[TASK GOAL]: Can you rewrite the records below from the line with "of the thin" through the end of the records, keeping each request line unchanged and raising every coordinate in the answers by 81?

═════ SUPPLIED RECORDS

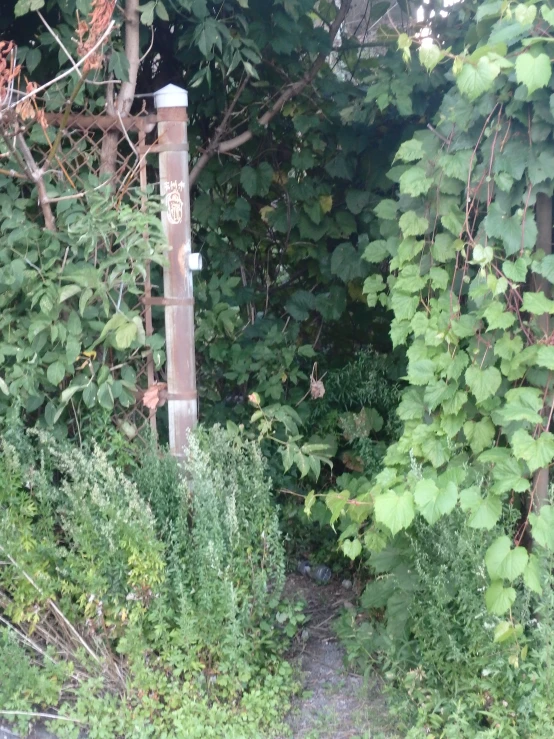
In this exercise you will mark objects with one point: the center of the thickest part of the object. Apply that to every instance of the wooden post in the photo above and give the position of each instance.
(171, 104)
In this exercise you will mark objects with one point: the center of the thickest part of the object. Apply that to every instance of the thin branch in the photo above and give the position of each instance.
(67, 72)
(60, 42)
(36, 175)
(132, 49)
(217, 146)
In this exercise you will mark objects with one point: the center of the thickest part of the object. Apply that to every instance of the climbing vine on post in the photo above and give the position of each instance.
(468, 239)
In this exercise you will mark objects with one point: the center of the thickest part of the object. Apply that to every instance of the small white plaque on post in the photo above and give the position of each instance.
(195, 262)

══════════

[RESPONSE]:
In this exercise you will mark objects with one point: the center of the thickest part of the object. Apply that to every instance of the thin branch in the photo above and give the position of each instance.
(148, 153)
(141, 123)
(117, 256)
(213, 130)
(298, 227)
In this exercise you will mark objects with one point: the center of the thickest part of the object. Apply that to every instance of the climbing vine on post in the photo above and give the position of each instance.
(549, 320)
In this exercise you will mark objects with one point: the center of the thickest part of the object. Apply that to every instance of the small white plaque on post in the photo above and give the position of each instance.
(276, 343)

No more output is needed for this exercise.